§ Input material:
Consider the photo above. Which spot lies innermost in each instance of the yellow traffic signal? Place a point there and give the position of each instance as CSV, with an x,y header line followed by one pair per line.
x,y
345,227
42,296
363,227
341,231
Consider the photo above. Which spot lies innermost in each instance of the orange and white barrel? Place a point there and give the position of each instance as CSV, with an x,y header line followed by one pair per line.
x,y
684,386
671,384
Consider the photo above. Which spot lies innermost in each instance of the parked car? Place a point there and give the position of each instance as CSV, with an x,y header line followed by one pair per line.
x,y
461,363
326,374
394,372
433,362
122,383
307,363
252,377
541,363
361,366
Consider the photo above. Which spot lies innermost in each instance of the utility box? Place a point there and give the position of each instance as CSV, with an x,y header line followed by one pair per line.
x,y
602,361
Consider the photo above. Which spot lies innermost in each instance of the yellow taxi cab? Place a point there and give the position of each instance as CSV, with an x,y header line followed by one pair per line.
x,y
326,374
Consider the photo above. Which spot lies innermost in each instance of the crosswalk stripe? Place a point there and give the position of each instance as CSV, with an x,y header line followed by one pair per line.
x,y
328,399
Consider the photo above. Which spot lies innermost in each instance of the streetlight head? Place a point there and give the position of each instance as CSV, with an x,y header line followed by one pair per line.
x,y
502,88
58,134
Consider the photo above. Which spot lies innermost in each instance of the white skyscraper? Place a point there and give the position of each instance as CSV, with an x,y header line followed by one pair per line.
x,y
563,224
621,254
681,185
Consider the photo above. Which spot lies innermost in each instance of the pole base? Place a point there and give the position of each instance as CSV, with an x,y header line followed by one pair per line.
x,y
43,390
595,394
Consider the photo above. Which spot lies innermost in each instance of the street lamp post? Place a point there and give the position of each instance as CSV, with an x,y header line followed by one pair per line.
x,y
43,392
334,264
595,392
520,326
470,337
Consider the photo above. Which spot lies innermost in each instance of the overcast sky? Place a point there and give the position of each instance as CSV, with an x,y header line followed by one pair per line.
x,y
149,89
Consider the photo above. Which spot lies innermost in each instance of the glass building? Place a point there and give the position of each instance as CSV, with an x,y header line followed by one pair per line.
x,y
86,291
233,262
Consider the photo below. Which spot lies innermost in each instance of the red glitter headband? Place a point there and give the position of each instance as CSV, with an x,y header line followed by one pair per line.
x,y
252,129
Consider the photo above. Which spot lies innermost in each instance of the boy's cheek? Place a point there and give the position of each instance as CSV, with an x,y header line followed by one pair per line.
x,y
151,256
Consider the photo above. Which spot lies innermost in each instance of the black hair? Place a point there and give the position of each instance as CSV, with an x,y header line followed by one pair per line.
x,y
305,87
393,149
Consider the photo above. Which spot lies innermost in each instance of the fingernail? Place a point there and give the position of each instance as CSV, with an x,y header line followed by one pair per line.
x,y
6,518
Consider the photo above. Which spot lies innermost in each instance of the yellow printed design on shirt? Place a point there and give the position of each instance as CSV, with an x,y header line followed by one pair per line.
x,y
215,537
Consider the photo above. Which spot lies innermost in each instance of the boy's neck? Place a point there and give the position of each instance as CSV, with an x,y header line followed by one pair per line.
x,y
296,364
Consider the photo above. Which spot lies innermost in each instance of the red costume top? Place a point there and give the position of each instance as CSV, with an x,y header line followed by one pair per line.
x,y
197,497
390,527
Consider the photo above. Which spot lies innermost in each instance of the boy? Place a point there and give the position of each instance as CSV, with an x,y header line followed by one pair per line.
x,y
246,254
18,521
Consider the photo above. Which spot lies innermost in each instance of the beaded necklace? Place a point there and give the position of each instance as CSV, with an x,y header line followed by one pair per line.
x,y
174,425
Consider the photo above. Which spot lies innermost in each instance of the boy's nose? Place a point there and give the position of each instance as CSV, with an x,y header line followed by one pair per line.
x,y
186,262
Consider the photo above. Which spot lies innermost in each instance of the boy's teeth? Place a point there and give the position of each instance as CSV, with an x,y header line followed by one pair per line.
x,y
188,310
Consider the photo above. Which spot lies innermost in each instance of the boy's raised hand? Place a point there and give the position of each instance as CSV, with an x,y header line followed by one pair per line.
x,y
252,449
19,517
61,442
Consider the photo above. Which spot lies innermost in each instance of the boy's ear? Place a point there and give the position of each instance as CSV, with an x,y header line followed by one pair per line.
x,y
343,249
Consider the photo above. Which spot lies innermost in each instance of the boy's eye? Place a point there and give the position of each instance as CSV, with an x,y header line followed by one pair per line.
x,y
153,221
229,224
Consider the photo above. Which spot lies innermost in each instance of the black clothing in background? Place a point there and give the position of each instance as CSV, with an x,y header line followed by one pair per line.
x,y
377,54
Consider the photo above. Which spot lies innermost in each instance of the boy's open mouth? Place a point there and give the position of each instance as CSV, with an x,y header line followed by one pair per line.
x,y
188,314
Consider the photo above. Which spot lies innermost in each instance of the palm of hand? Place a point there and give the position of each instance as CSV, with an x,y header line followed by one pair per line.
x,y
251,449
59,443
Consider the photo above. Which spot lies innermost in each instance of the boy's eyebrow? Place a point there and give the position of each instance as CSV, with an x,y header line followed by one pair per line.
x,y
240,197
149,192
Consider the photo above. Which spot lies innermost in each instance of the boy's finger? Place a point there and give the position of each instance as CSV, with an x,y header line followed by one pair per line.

§ Exercise prompt: Reproduce the data shown above exactly.

§ Written response:
Consider the photo above. Which spot lies innermost in each instance of the yellow traffic signal? Place a point there and give the position of each instance as CSV, with an x,y header line followed by one pair per line.
x,y
345,227
42,296
363,227
341,231
Consider the photo above. Which spot lies innermost in each instance of the orange and white barrel? Place a point there and give the position of each instance as CSV, with an x,y header line followed by one pair per line.
x,y
684,386
671,384
Consider the photo above. Which spot lies innermost in each instance of the parked car? Place a point there and give the position of each instance as CSV, with an x,y header line followed by one pair per line.
x,y
461,363
326,374
394,372
433,362
122,383
307,363
252,377
541,363
361,366
Consider the photo above. Which spot lies innermost in each instance of the utility box? Place a point there and give the position of each instance as CSV, with an x,y header line followed by one pair per line.
x,y
602,361
Consider the photo above. Which spot lies innermost in each instance of the yellow taxi cab? Place a point there and give the position of each instance as CSV, with an x,y header line followed by one pair per line.
x,y
326,374
Consider the photo above. Which spot lies innermost in each instance of the crosswalk stripe? Place a point there and give the position of each instance as CSV, with an x,y header line followed by one pair per line.
x,y
328,399
Consider the photo above. Which spot lies innermost in each instance of the streetlight head? Place a point there and give the position of each instance as CSV, with an x,y header line followed by one pair per line.
x,y
502,88
58,134
Consider the photo above. Which spot lies innermost in each instance of the white skyscraper? Place a point there and give the position of each instance as CSV, with an x,y header line followed by one pair per line.
x,y
563,224
621,254
681,185
Consider the photo above. Which spot lies innermost in each instance of the pole base? Place a point there and give the position of each instance as CSV, with an x,y header line followed by one pair per line.
x,y
43,390
595,394
Consider the photo above. Which spot lies innermost in each instance of the street lamp post? Place a point there and give the position of each instance as CSV, with an x,y header line followed by one pair per line.
x,y
43,392
334,264
595,392
520,326
470,337
Consider the photo above. Which spot lies innermost in each instance of the overcast sky? Place a point there and give the position of each instance as CSV, with an x,y header line followed by one pair per line.
x,y
149,89
Consider the photo above. Which spot lies innermost in each instance of the glass building? Place a point there and give the position of each instance as CSV, with an x,y header line followed by one pair per line.
x,y
86,291
233,262
Consider the photo below. Which spot lies innermost in each instance of the red glitter headband? Place a point there and give the position of each instance as CSV, with an x,y header line followed by one pair per line.
x,y
252,129
Consider the photo above. Which spot lies innermost in each instance of the boy's cheek? Place a point there and give the position of each instance as CSV, with an x,y header line followed by one pair per line.
x,y
151,256
Consider the photo above. Which spot lies innermost in each instance of the black hair? Place a point there and give the position of each instance as CSV, with an x,y header line followed by one pair per line.
x,y
305,87
393,149
Consider the photo above. Which spot lies innermost in each instance of the fingernail? Place a point there and give the position of each instance as CSV, with an x,y header line followed by one pair per line.
x,y
6,518
Consider the photo above. Which spot lies innermost in each instance of the yellow printed design on shirt? Place a point there and give the position of each instance as CSV, with an x,y header line followed by one pair per line.
x,y
215,537
Consider the photo above. Which spot lies innermost in each instance of the boy's neck? Place a point there and give the position of each instance as CSV, with an x,y header line followed by one pair per line.
x,y
296,364
Consider the photo above. Which spot lies innermost in each instance of the red costume top? Place a point there and give the position of each instance as CSV, with an x,y header line followed by one pair per line.
x,y
197,497
390,527
Consider the photo above. Which spot lies innermost in each instance of the boy? Place a point there and give the position of each instance as CSV, with an x,y header line followed by one pair per line.
x,y
246,254
18,521
Consider the photo above. Which spot lies innermost in each instance of the beaded necklace? Place a point there and give the position of each instance as CSV, with an x,y header line followed by one pair per line.
x,y
174,425
Consider the photo above. Which spot lies innermost in each instance of the boy's nose? Place a point there and give the position of each instance as CSV, with an x,y header line followed by one pair per line.
x,y
186,262
Consider the photo above. Which spot lies innermost in each instance of the boy's teeth? Place a point there and give the position of each instance as CSV, with an x,y header line followed by one pair per line.
x,y
188,310
Consider the photo above. Which spot lies innermost in each instance of the boy's raised hand? Place a point there and give the position of each instance as CSV, with an x,y header line followed by one pair per line.
x,y
252,449
19,517
61,442
Consider the photo above. Which spot lies innermost in each instance of the boy's ear? Place a point there and give the position of each instance as CSV, with an x,y header line followed by one pair per line.
x,y
343,249
Consider the photo above. Which spot lies innermost in each instance of the boy's eye? Place a point there and give the position of each instance as CSV, with an x,y header line followed by one pair per line.
x,y
153,221
229,224
Consider the photo above. Which spot lies innermost in each instance of the black clothing in background? Place a point there and give the position of each instance as CSV, with an x,y header line followed by one pair per line.
x,y
377,54
Consider the photo above. Which spot lies innermost in each instance of the boy's open mouth? Place a point there and give the position of each instance as CSV, with an x,y header line followed by one pair per line.
x,y
188,314
Consider the photo above. Which spot lies innermost in each instance of the palm of hand? Place a point there and give the position of each instance as CSV, with an x,y header line followed by one pair per line.
x,y
251,449
59,443
Consider the photo above. Which spot lies innermost in each instance of the boy's eyebrow? Place a point there and give the position of each instance as CSV, with an x,y header line followed by one pair per line.
x,y
240,197
149,192
Consider the photo above. Which spot lies innermost in each instance of the boy's finger? Place a point there and give the position of each instance as CSV, with an x,y header line followed by one pair per line.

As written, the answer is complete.